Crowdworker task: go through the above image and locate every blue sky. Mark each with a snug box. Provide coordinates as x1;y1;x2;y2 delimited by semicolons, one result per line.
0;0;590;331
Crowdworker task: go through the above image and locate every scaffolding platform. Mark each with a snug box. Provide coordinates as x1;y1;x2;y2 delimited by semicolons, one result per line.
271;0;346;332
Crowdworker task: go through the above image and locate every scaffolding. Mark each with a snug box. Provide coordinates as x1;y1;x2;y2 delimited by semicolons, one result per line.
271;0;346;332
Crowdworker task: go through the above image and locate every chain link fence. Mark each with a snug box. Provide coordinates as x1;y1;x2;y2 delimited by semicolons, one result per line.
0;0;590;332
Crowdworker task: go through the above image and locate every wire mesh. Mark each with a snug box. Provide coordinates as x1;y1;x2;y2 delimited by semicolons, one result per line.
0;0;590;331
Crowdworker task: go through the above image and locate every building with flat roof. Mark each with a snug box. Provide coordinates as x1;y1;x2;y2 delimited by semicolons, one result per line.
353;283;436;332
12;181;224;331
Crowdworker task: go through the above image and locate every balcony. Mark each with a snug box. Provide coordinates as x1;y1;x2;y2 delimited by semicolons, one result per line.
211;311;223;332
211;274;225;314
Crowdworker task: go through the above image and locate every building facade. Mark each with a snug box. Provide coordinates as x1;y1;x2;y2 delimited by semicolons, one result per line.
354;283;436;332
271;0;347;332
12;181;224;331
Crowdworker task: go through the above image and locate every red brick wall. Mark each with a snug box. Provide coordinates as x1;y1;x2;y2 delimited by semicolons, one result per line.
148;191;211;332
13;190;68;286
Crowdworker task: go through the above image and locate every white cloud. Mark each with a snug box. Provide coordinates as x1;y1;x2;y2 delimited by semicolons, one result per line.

Brief:
Retype all of the entries above word for word, line by line, with nothing changed.

Output below:
Crowdworker task: go through the above image and locate every blue sky. Mark each with a snug box. Provide coordinates as x1;y1;x2;y2 delimited by semicolons, one result per line.
0;0;590;331
Crowdworker task: go through the above image and locate every scaffolding platform. Mark each with a snug box. Provide coordinates as x1;y1;x2;y2 delimited by semicolons, one result per line.
271;0;346;332
Crowdworker task: go through the above image and locate every scaffolding. Mark each with a snug box. Provide coordinates as x1;y1;x2;y2 delimited by semicolons, one result per line.
271;0;346;332
Crowdworker task: go through the above image and locate every chain link fence. Mark each with a snug box. Provide coordinates as x1;y1;x2;y2 delimited by semicolons, one result per line.
0;0;590;332
Crowdworker task: go through the above image and locate every wire mesh. Mark each with a snug box. Provide coordinates as x1;y1;x2;y2 delimited by semicolons, one result per line.
0;0;590;331
Crowdworker task: go through the above image and locate every building with flat roof. Mark each with a snug box. Provide coordinates as x1;y1;x2;y2 delimited by semicolons, one result per line.
353;283;436;332
12;181;224;331
Crowdworker task: go through the above image and locate every balcony. Mark each with a snug box. Provide coordinates as x1;y1;x2;y2 delimited by semicolons, one result per line.
211;311;223;332
211;274;225;314
Crowdworker task: go through the above image and locate every building facade. Mark each with a snug box. Provide coordinates as x1;y1;x2;y2 delimited by semicolons, one result per line.
354;283;436;332
271;0;347;332
12;181;224;331
Crowdworker task: go through the above image and locate every red brick wall. Mark each with a snug box. Provide coordinates as x1;y1;x2;y2 delimited by semicolons, one result per line.
148;191;211;332
13;190;68;286
Crowdworker task: go through the above image and locate every white cloud. Mark each with a snug box. Provide coordinates as x1;y1;x2;y2 delimited by semicolons, one result per line.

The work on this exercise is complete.